═══ Given entries

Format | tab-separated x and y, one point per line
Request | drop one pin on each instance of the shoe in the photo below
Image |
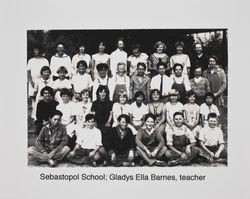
173	163
128	164
52	163
160	163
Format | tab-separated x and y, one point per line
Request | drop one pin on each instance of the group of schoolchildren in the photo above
126	111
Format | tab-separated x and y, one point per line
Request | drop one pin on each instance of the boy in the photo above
81	80
67	107
88	144
51	143
208	107
161	82
139	82
212	142
45	107
180	141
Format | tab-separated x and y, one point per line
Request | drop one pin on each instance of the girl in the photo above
180	82
217	81
172	106
118	56
102	109
135	58
81	80
192	114
100	57
180	58
83	108
81	55
156	107
157	57
60	83
150	143
138	110
45	80
120	82
140	82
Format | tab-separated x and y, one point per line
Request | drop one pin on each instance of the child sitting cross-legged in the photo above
88	148
212	142
181	142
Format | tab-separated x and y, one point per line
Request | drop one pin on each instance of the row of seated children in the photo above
120	147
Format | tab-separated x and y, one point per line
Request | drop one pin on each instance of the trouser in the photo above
172	155
36	154
82	156
151	160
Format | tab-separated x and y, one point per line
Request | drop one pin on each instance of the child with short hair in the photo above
67	107
45	80
61	82
212	142
51	143
81	80
208	107
120	82
140	82
180	141
192	113
82	108
44	108
172	106
88	148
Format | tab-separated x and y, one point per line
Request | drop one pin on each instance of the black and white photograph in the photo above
124	99
154	97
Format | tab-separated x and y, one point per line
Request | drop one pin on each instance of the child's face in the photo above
61	75
120	45
149	123
191	98
46	74
121	69
197	72
141	70
122	99
46	95
65	98
123	124
178	120
179	49
178	71
55	120
212	62
173	98
85	96
155	96
212	122
139	100
81	69
81	49
102	95
161	70
209	100
102	73
101	48
90	123
159	49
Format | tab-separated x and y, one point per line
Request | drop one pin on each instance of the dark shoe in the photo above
160	163
173	163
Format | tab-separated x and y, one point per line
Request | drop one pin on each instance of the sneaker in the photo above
160	163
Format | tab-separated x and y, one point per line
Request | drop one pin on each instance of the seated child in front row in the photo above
208	107
181	142
51	143
212	142
88	148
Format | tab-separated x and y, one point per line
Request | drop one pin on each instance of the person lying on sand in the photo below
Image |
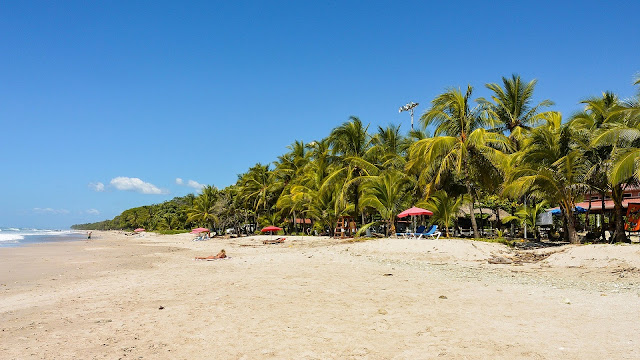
221	255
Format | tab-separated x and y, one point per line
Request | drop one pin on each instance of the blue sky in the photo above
104	105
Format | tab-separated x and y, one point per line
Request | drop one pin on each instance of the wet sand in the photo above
146	297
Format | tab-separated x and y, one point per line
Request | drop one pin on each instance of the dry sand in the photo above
130	297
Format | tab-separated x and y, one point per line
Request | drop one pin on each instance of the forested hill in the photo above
169	215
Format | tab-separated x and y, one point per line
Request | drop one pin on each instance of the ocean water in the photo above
11	237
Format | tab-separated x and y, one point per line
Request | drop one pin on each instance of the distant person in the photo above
221	255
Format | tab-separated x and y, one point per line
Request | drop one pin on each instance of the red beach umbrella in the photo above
199	230
414	211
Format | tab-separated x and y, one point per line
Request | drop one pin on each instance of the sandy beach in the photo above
145	297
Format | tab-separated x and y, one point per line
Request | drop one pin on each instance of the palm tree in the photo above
601	113
550	167
387	194
460	142
350	142
527	215
389	148
256	186
203	212
620	136
445	209
512	108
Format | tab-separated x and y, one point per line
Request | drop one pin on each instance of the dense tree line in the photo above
504	152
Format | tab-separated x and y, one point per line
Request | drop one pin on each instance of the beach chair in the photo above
418	232
432	233
274	241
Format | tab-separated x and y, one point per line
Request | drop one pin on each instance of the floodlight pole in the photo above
409	107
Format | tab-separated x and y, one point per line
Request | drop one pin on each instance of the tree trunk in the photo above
602	228
473	214
570	220
619	235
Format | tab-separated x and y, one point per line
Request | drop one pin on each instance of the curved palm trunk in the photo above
473	214
619	234
473	200
572	235
602	228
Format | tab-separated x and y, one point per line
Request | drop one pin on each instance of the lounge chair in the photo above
432	233
274	241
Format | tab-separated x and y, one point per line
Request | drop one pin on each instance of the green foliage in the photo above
372	176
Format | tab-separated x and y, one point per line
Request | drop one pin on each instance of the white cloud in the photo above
190	183
50	211
99	187
194	184
135	184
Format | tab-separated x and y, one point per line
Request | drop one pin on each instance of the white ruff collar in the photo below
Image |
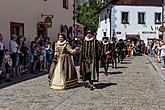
105	43
88	39
61	43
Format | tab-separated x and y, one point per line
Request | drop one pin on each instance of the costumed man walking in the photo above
105	54
113	53
89	68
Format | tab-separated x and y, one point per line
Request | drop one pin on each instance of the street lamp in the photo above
109	10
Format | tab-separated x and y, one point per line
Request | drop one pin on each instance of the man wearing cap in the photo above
105	54
89	60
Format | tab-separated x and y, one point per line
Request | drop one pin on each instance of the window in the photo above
157	18
141	18
16	28
124	18
65	4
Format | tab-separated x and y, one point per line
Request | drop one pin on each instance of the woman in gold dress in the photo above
62	74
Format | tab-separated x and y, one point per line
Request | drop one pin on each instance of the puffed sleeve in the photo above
69	49
56	52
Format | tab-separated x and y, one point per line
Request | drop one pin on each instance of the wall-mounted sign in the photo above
148	32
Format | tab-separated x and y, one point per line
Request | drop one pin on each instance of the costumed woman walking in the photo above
105	54
62	74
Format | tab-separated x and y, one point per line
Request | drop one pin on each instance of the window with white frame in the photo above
65	4
124	18
157	18
141	18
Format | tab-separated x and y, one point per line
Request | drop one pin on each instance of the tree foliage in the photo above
88	14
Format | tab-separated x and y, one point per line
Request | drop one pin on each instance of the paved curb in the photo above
157	68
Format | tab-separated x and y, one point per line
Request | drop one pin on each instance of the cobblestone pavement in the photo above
133	86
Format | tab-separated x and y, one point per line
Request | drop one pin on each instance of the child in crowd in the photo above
8	65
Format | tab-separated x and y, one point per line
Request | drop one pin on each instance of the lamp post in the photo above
109	10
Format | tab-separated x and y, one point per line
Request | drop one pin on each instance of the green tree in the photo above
88	14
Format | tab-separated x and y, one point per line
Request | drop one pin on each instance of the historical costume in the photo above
63	73
90	60
105	54
113	53
120	47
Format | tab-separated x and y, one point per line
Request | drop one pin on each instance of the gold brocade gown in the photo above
63	73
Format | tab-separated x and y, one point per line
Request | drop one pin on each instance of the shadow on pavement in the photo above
122	67
25	77
116	72
126	62
103	85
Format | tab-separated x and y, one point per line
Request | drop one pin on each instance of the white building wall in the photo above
133	27
29	13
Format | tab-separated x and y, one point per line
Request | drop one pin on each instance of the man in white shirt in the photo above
162	53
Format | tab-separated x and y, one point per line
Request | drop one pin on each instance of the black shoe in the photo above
92	87
106	74
8	80
86	85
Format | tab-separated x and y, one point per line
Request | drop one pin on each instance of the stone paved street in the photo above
135	85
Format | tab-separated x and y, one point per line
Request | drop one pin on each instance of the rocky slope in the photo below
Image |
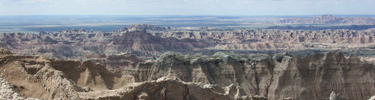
280	76
173	76
38	77
329	19
148	45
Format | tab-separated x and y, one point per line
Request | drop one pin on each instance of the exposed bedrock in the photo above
311	77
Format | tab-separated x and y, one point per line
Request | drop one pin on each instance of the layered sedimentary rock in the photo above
147	45
172	76
311	77
37	77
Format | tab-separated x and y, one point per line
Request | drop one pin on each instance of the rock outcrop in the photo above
149	44
172	76
311	77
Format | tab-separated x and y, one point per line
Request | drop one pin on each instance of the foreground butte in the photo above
191	77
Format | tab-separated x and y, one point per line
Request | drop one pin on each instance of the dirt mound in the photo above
37	77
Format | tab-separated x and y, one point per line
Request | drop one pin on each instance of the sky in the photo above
187	7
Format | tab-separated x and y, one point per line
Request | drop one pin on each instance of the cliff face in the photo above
172	76
152	44
311	77
28	77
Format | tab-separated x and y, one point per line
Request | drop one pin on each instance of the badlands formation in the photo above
145	62
173	76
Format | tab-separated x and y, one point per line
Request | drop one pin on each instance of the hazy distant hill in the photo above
329	19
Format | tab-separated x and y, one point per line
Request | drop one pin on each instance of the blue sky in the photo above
187	7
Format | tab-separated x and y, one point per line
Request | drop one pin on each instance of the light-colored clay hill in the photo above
174	77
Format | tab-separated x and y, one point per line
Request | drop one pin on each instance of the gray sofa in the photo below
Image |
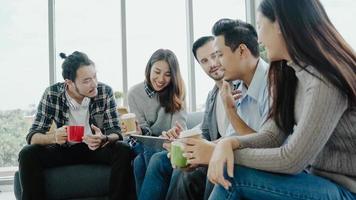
83	182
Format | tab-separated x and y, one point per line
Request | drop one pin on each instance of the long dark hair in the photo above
311	40
172	96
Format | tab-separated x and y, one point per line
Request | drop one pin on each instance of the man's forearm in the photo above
237	123
43	139
113	137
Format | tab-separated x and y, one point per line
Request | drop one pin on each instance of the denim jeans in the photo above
254	184
141	162
158	176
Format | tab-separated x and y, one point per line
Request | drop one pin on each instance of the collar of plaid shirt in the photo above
149	90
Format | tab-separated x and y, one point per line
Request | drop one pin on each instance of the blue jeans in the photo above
158	175
140	164
254	184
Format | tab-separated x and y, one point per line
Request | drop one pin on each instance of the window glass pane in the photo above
152	25
341	14
92	27
24	76
206	13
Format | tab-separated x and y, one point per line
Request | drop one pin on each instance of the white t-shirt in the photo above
79	113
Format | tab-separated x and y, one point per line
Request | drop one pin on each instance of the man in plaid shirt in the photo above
80	100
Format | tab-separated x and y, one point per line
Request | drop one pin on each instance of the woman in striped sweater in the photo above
312	121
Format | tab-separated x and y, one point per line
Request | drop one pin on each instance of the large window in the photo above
341	14
92	27
25	74
206	13
152	25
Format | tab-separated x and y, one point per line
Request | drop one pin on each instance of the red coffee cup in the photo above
75	133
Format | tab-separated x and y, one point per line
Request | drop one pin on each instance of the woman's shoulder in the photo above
137	90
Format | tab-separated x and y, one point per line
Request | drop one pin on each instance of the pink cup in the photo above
75	133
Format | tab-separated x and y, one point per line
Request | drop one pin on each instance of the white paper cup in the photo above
129	120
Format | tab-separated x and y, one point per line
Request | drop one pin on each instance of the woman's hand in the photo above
60	135
198	151
223	154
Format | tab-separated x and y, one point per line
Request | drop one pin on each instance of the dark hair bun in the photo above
63	55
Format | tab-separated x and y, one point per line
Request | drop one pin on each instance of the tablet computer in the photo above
151	141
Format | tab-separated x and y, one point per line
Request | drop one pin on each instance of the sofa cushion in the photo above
91	181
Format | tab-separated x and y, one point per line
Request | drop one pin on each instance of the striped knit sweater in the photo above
324	135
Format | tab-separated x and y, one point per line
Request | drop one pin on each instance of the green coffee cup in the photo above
177	157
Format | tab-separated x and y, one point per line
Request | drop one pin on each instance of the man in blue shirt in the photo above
236	48
243	64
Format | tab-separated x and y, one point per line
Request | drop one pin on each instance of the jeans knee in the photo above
158	160
124	150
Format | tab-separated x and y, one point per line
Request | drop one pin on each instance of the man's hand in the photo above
198	151
60	135
124	128
94	141
229	97
173	133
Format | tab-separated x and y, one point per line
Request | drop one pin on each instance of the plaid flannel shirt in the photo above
53	107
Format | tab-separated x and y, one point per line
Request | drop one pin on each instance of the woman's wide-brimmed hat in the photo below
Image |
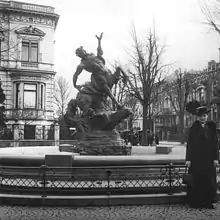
202	110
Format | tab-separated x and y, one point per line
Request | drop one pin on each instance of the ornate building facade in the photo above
27	64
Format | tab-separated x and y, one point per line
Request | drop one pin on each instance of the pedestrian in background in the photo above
202	155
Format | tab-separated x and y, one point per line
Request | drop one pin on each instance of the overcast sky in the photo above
178	25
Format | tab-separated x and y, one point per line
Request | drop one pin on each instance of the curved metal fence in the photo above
101	180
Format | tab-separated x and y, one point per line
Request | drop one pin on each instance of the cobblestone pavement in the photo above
153	212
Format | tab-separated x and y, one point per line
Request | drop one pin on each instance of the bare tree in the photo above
146	62
177	90
62	94
211	11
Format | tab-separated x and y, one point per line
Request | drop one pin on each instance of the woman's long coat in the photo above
202	150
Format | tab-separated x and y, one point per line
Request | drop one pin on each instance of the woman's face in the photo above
203	117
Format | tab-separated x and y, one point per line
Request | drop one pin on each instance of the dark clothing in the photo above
202	150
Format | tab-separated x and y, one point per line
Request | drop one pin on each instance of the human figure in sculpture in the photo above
101	81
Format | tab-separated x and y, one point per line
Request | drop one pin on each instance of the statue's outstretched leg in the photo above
109	93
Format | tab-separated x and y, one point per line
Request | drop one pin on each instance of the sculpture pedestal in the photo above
103	143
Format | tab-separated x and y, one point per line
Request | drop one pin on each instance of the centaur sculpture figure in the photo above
96	124
92	96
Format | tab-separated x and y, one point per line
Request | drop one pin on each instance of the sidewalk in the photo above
146	212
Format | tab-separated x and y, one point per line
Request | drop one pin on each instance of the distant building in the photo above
27	64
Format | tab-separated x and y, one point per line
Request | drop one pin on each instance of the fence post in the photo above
56	134
16	135
170	177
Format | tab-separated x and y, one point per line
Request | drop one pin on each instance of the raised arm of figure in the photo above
99	48
79	69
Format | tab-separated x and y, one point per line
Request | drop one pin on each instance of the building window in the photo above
30	95
29	131
17	95
29	51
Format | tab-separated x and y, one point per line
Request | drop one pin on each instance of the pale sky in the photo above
178	26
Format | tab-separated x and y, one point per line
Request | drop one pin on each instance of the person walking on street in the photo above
202	155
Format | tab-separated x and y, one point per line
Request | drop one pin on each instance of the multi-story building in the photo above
27	64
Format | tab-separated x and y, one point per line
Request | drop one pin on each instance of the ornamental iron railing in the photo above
98	180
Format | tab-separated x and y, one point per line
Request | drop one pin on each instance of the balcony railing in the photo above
31	7
25	113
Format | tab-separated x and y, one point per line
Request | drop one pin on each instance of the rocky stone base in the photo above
103	143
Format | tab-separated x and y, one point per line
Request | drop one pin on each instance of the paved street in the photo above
153	212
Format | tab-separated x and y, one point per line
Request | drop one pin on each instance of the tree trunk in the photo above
181	127
144	133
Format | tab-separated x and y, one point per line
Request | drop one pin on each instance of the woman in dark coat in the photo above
202	156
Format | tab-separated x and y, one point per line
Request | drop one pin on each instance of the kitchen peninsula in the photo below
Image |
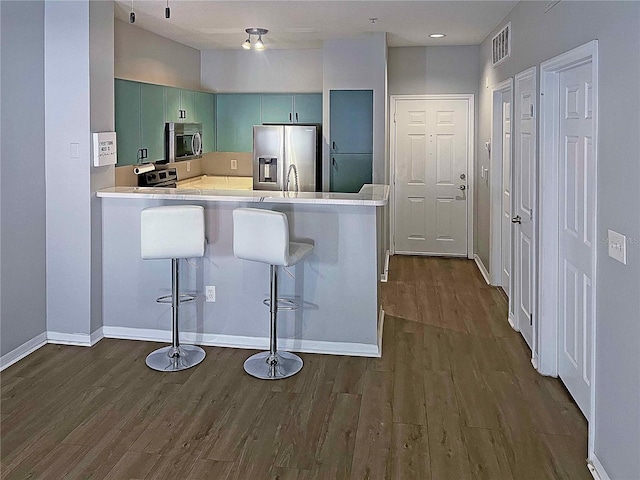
337	288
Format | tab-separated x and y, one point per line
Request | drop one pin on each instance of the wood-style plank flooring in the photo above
454	397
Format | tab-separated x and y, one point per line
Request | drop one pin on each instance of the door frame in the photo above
495	178
548	281
470	98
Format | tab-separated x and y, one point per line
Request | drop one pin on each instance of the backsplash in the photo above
214	163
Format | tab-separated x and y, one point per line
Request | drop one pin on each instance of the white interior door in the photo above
576	205
430	192
524	199
506	194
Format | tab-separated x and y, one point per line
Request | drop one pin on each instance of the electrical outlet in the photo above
210	292
618	246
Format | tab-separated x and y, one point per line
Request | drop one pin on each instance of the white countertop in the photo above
369	195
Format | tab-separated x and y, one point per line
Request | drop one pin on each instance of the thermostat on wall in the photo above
104	149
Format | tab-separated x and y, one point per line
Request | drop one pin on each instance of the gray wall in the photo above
267	71
102	119
22	180
146	57
67	104
538	36
433	70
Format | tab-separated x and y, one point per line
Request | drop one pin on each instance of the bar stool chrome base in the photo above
284	365
174	359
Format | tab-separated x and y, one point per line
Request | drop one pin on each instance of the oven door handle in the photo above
196	144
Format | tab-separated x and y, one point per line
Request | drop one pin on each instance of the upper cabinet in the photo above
139	122
179	105
236	114
291	108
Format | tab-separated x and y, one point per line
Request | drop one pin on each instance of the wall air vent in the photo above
501	45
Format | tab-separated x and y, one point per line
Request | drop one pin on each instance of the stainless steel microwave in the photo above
183	141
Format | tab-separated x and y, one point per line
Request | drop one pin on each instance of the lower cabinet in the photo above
350	171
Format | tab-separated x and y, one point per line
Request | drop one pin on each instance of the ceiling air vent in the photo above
501	45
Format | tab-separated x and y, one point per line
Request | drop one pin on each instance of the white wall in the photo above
538	36
146	57
22	178
230	71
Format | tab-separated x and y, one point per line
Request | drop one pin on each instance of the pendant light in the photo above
259	45
132	15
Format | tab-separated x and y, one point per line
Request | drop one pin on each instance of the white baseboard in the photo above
78	339
385	275
597	470
380	331
483	270
237	341
23	350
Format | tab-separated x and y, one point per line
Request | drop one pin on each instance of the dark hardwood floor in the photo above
454	397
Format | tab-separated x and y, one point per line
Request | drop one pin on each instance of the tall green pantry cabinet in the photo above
351	139
139	109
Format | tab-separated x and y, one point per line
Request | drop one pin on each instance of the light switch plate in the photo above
617	246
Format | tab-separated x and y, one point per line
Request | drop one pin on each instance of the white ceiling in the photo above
213	24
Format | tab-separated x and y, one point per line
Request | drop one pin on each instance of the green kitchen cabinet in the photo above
350	171
127	110
307	108
291	108
179	105
351	121
204	113
236	114
139	115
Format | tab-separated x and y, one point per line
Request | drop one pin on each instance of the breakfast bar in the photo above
337	287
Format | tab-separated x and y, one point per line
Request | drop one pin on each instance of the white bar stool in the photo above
263	236
173	232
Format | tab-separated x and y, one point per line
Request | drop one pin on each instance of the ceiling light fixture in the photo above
132	15
259	45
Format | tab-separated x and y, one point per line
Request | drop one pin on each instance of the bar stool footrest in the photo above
283	304
182	298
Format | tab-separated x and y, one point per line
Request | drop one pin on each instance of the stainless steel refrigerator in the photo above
287	158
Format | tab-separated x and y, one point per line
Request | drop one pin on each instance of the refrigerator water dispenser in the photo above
268	169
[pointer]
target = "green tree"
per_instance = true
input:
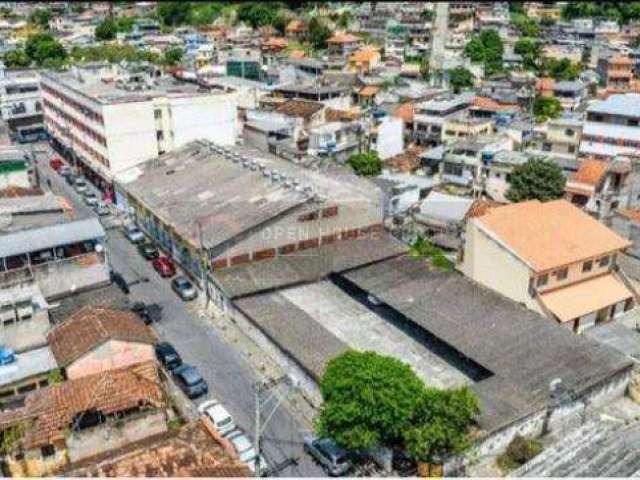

══════

What is expected
Show all lines above holding "below".

Exercise response
Request | drop one pin on each instance of the shoe in the photo below
Request | drop one pin on each instance of the person lying on sand in the photo below
Request | drop one pin on each instance of the white ruff collar in the photo below
Request | drop one pin on each instance of the rocky slope in the photo below
Request | drop one pin on each instance of the gray sofa in the photo below
Request | drop one pin on each instance of the woman's wide-brimmed hat in the photo below
Request | drop one pin on each instance of the kitchen peninsula in the photo below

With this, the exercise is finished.